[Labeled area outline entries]
====================
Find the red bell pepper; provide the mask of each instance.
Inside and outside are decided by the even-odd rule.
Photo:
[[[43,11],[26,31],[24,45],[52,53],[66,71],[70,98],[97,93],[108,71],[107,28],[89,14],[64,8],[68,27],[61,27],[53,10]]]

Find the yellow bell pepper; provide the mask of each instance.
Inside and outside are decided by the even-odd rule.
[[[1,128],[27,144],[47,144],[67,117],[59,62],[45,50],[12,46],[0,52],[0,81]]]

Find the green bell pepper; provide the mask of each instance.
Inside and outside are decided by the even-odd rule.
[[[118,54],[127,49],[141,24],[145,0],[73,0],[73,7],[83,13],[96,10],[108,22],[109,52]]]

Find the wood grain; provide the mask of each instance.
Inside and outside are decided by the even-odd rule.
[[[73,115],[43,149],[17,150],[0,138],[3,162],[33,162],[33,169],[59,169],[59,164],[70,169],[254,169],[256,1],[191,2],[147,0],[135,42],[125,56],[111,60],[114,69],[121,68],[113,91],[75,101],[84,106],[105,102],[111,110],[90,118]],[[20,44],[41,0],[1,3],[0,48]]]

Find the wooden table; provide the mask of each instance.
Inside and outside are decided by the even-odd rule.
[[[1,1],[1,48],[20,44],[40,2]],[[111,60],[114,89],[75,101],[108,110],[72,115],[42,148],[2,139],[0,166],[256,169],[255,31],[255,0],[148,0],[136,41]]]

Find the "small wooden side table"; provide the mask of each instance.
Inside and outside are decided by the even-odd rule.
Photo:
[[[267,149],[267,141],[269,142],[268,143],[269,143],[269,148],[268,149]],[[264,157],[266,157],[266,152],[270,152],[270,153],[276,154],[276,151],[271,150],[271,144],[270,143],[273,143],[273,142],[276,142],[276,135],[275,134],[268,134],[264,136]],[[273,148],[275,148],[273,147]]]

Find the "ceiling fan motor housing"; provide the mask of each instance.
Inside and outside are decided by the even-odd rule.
====================
Retype the listing above in full, with no alterations.

Find the red bell pepper; provide the mask of each instance.
Inside and outside are decided by the even-odd rule.
Photo:
[[[43,11],[26,31],[24,45],[52,53],[66,71],[70,98],[97,93],[108,71],[107,28],[89,14],[64,8],[68,27],[61,27],[53,10]]]

Find the yellow bell pepper; provide the mask of each instance.
Inside and outside are decided by the even-odd rule.
[[[1,128],[27,144],[47,144],[67,117],[59,62],[45,50],[12,46],[0,52],[0,81]]]

Find the green bell pepper; provide the mask of each instance.
Inside and outside are decided by the even-odd rule.
[[[118,54],[127,49],[141,24],[145,0],[73,0],[73,7],[83,13],[96,10],[108,22],[109,52]]]

Find the wood grain; provide the mask of each instance.
Inside and outside are decided by the even-odd rule.
[[[73,115],[43,149],[17,150],[0,138],[3,162],[33,162],[33,169],[59,169],[59,164],[70,169],[254,169],[256,1],[191,2],[147,0],[135,42],[125,56],[111,60],[114,69],[121,68],[113,91],[75,101],[84,106],[105,102],[111,110],[90,118]],[[20,44],[41,0],[1,3],[0,48]]]

Find the wooden table; provide the mask of each instance.
Inside and outside are decided by the even-odd rule.
[[[1,1],[1,48],[20,44],[40,2]],[[111,60],[114,89],[75,101],[108,110],[72,115],[42,148],[2,139],[0,166],[256,169],[255,31],[255,0],[148,0],[136,41]]]

Find the "small wooden side table"; provide the mask of each instance.
Inside and outside are decided by the even-odd rule.
Photo:
[[[267,149],[267,141],[269,142],[268,143],[269,143],[269,148],[268,149]],[[264,157],[266,157],[266,152],[270,152],[270,153],[276,154],[276,151],[271,150],[271,144],[270,143],[273,143],[273,142],[276,142],[276,135],[275,134],[268,134],[264,136]],[[273,148],[275,148],[273,147]]]

Find the "ceiling fan motor housing"; provide the mask of each instance.
Inside and outside are decided by the even-odd rule.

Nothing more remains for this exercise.